[start SOURCE EXCERPT]

# What are you reading [May 2017]?



## Elodan (May 1, 2017)

Finished _The Force Awakens_ by Alan Dean Foster.  Did a nice job fleshing out the movie.  Will be reading the short stories in the book and then moving on to _Bound _by Benedict Jacka (the 8th Alex Verus novel).

I've chosen to finally finish _Expert Cube Development with Analysis Services_ (Chris Webb and Marco Russo) as my downstairs read too see what tricks they have for performance improvements.


----------



## Jhaelen (May 2, 2017)

I started reading 'Song of Time' by Ian R. MacLeod. It appears to be quite an unusual sci-fi novel written in a remarkably beautiful literary style. It's written from the view-point of a centenarian violinist who's preparing for her 'second life' (as an artificial construct created from her memories) when she finds a mysterious young man who's been washed ashore. Not sure yet where this will all lead, but it's quite moving.


----------



## Blue (May 3, 2017)

Elodan said:


> Will be reading the short stories in the book and then moving on to _Bound _by Benedict Jacka (the 8th Alex Verus novel).




I'm on the 6th Alex Verus and have 7 & 8 sitting over there taunting me.


----------



## Nellisir (May 4, 2017)

Based on comments here, I decided to pick up The Fifth Season, by NK Jemisin. I really like her stuff, so was a bit surprised I hadn't read it already.

And yeah, turns out I did. 

Fortunately, I also got Book 2, so I'll read that. I also have to check my boxes and find the first copy so I can return the second copy and get something else - probably one of the two Guy Gavriel Kay books I haven't read.


----------



## Ralif Redhammer (May 4, 2017)

[end SOURCE EXCERPT]

SET EXERCISE 1: In the May 2017 reading thread, from whose point of view is 'Song of Time' told?
SET EXERCISE 2: Pick up the May 2017 reading thread after its last line and write the post that comes next.

[start GIVEN DATA]

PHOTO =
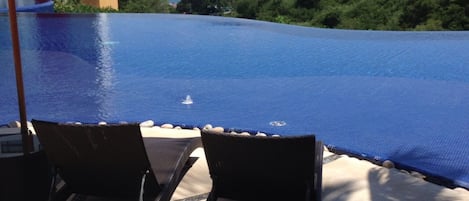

[end GIVEN DATA]

RESPONSE 1: A centenarian violinist who is preparing for her "second life."

RESPONSE 2:
Finished V.E. Schwab's A Gathering of Shadows. Really enjoyed it – it was the kind of book that as the page count was winding down, I just wanted there to be a few more. Now I’m starting Talidor’s Guest, a gift from my brother.


----------



## Richards (May 5, 2017)

I just started _The Killer Angels_, a Civil War novel by Michael Shaara that my son's been telling me I need to read for years now.  I'm not the history buff he is, so I'm mainly reading it because it was an inspiration for Joss Whedon's _Firefly_ - and I've already learned that Jubal Early was a historical figure from the Civil War.  I, of course, associate that name with the bounty hunter who was after River Tamm in _Firefly_.

I'm reading a Civil War novel without any interest in Civil War novels - does that seem right to you?

Johnathan


----------



## Blue (May 6, 2017)

Richards said:


> I'm reading a Civil War novel without any interest in Civil War novels - does that seem right to you?




My favorite book are about people.  I like (for instance) hard SF, space opera, and space navel warfare, but I also like 20-minutes-into-the-future which is a lot closer.  Civil War is like that, a lot closer then your normal habits.  but if it's got an enjoyable plot, believable characters, and decent wordsmithing, why not enjoy it.

(Of course, if it doesn't have those, then it's hard to read even if it's a favored genre.)


----------



## Kramodlog (May 6, 2017)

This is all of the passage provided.